- Aim of the task
Copy out the lines below, substituting "detect" for every "locate" and leaving everything else as it is.

:: Stored rows ::

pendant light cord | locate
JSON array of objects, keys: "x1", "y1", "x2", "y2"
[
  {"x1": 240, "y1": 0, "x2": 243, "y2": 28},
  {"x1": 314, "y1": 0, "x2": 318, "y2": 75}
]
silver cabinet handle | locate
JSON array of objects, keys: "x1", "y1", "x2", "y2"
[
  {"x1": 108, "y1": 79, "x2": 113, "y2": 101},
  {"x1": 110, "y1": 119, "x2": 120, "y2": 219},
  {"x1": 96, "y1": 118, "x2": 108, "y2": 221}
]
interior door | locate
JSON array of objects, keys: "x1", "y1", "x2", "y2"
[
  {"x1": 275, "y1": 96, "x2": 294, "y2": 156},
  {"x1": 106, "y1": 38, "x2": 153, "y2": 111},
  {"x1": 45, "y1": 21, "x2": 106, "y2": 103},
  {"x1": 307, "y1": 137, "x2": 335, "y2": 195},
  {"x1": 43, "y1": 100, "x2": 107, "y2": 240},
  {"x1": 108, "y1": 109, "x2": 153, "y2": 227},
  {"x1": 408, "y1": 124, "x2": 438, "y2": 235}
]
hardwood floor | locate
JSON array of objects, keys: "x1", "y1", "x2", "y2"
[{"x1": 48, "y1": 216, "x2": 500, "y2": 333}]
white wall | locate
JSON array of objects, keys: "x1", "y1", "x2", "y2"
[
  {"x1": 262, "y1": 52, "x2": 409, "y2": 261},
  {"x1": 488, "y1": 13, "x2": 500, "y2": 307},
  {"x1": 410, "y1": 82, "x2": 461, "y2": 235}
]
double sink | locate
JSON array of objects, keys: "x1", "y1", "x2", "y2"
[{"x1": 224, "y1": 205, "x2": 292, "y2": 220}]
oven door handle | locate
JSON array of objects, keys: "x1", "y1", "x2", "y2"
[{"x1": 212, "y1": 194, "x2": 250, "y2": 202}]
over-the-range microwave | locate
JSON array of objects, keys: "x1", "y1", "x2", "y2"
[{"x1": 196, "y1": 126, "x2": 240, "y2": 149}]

:::

- Output of the task
pendant light cord | detect
JSON array of objects, keys: "x1", "y1", "x2", "y2"
[
  {"x1": 240, "y1": 0, "x2": 243, "y2": 28},
  {"x1": 314, "y1": 0, "x2": 318, "y2": 75}
]
silver cabinet handle | detect
JSON array of objects, keys: "x1", "y1", "x2", "y2"
[
  {"x1": 108, "y1": 79, "x2": 113, "y2": 101},
  {"x1": 110, "y1": 119, "x2": 120, "y2": 219},
  {"x1": 96, "y1": 118, "x2": 108, "y2": 221}
]
interior door | detect
JSON array of objects, keys: "x1", "y1", "x2", "y2"
[
  {"x1": 275, "y1": 96, "x2": 294, "y2": 156},
  {"x1": 106, "y1": 38, "x2": 153, "y2": 111},
  {"x1": 45, "y1": 21, "x2": 106, "y2": 103},
  {"x1": 307, "y1": 137, "x2": 335, "y2": 195},
  {"x1": 43, "y1": 100, "x2": 107, "y2": 240},
  {"x1": 108, "y1": 109, "x2": 153, "y2": 227},
  {"x1": 408, "y1": 124, "x2": 438, "y2": 235}
]
hardwood floor | detect
JSON array of objects, keys: "x1", "y1", "x2", "y2"
[{"x1": 48, "y1": 216, "x2": 500, "y2": 333}]
white wall | detect
JSON array of objects, keys: "x1", "y1", "x2", "y2"
[
  {"x1": 262, "y1": 52, "x2": 409, "y2": 261},
  {"x1": 488, "y1": 13, "x2": 500, "y2": 307},
  {"x1": 410, "y1": 82, "x2": 461, "y2": 235}
]
double sink | detect
JSON array of objects, keys: "x1", "y1", "x2", "y2"
[{"x1": 224, "y1": 205, "x2": 292, "y2": 220}]
oven door handle | detect
JSON array of objects, keys: "x1", "y1", "x2", "y2"
[{"x1": 212, "y1": 194, "x2": 250, "y2": 202}]
over-the-range microwave | detect
JSON array of objects, keys: "x1", "y1", "x2", "y2"
[{"x1": 196, "y1": 126, "x2": 240, "y2": 149}]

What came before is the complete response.